Escribir es enamorarme del blanco,

dejar que la nieve me ciegue.

Es abrazar el cielo y herirlo

como el rayo que apuñala la nube.

 

Escribir es reventarme en el viento

como un cáliz.

Es anidar un desierto que la luz no ve.

 

Escribir es cerrar los ojos,

respirar y ahogarme

en el mismo aliento.

 

Escribir es borrarme,

ser llama que alumbra otra llama.

Es arder de estrella en estrella,

hasta extinguirme solo (Guinda, 2019: 34).

    Dicho recurso de hacer del poema discurso sobre sí mismo, sobre su origen y existencia, es también, de alguna manera es discurso del origen y desaparición del universo, comprende en “Oscura nieve” (curioso título con un hermoso oxímoron) un mundo imposible en el que hay una hermosa personificación en la que el cuerpo de las metáforas, su forma ya sin vida es sepultada: “entierran al sol/las metáforas solitarias”, y desde la ausencia de existencia, ¿lugar común al origen del que surgen antes de existir?, se encuentran “sepultadas/se cuentan a sí mismas/las sílabas”.

     Las palabras son presentadas en el poema “Solas”, en su soledad cuando el lector y el que las crea desaparecen, se quedan abandonadas ante su existencia, miran para ver quiénes son, qué sentido tiene su existir, que pueden llegar a ser en quiénes las lean, qué entenderán de su esencia. Vislumbramos así una belleza poética que es casi una fábula que personifica las palabras poéticas, que se miran en el pozo del lenguaje para adquirir consciencia de que no son nada:

Unas palabras solas en la oscuridad,

sin que nadie las lea,

son piedra más viva

que un poema.

Unas palabras abandonadas

se asoman al pozo

para verse

sin comprender lo que ven. (Guinda, 2019: 38).

* [MATERIAL PROPORCIONADO]:
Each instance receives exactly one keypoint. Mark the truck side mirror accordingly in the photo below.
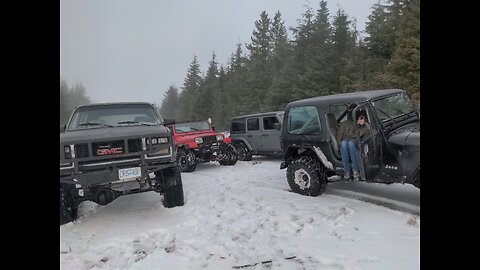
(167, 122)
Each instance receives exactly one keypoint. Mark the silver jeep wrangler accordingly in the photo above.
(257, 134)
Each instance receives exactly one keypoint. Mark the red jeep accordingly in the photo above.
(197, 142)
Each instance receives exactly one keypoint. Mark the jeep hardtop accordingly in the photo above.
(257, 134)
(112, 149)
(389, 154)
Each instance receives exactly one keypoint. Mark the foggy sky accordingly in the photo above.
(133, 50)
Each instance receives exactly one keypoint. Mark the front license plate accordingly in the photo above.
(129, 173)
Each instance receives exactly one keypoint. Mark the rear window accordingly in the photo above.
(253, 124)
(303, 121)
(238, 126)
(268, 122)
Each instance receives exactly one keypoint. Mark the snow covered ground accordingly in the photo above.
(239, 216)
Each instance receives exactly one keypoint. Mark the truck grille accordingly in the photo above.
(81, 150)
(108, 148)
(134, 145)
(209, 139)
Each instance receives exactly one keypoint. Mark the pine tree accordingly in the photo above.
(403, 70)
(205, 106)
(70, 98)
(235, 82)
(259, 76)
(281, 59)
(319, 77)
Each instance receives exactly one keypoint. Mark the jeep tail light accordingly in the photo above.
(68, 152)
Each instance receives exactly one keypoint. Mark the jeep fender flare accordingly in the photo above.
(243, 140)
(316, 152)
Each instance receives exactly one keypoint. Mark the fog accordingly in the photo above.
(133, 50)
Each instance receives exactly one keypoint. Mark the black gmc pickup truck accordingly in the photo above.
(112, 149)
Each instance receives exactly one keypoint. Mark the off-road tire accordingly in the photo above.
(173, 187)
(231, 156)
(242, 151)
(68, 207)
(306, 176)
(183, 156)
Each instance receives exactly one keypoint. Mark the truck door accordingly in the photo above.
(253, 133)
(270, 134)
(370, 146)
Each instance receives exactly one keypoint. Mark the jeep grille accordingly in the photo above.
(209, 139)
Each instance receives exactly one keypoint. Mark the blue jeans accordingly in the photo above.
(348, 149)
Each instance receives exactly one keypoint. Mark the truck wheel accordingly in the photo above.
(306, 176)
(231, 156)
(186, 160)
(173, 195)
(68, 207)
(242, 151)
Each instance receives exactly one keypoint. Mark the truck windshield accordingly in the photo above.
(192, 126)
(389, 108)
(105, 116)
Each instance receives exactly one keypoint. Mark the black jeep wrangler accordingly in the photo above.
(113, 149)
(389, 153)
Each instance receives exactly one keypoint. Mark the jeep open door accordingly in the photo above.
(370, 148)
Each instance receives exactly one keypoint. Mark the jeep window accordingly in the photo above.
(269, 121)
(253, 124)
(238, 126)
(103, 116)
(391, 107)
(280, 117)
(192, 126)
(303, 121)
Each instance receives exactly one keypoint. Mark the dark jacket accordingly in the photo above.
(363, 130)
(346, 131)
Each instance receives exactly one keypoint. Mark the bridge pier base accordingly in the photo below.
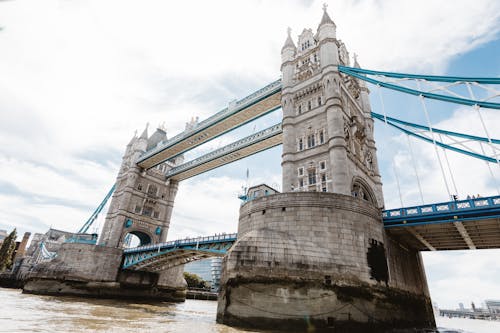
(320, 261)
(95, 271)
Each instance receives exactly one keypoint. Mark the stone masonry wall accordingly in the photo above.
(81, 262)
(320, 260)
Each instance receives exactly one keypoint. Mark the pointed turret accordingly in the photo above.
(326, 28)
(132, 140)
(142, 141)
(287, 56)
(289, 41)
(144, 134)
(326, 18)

* [INSTRUCCIONES DE TRABAJO]:
**a)** Extrae del texto sobre la escritura poética, sin cambiar nada, el tramo que va desde “en el mismo” hasta “(Guinda, 2019: 34).”.
**b)** Traduce al inglés, por favor, esta oración del texto sobre la escritura poética: «Es anidar un desierto que la luz no ve.»
Las filas no tienen relación con el texto sobre la escritura poética.

* [SOLUCIONES]:
**a)**
en el mismo aliento.

 

Escribir es borrarme,

ser llama que alumbra otra llama.

Es arder de estrella en estrella,

hasta extinguirme solo (Guinda, 2019: 34).

**b)** It is to nest a desert that the light does not see.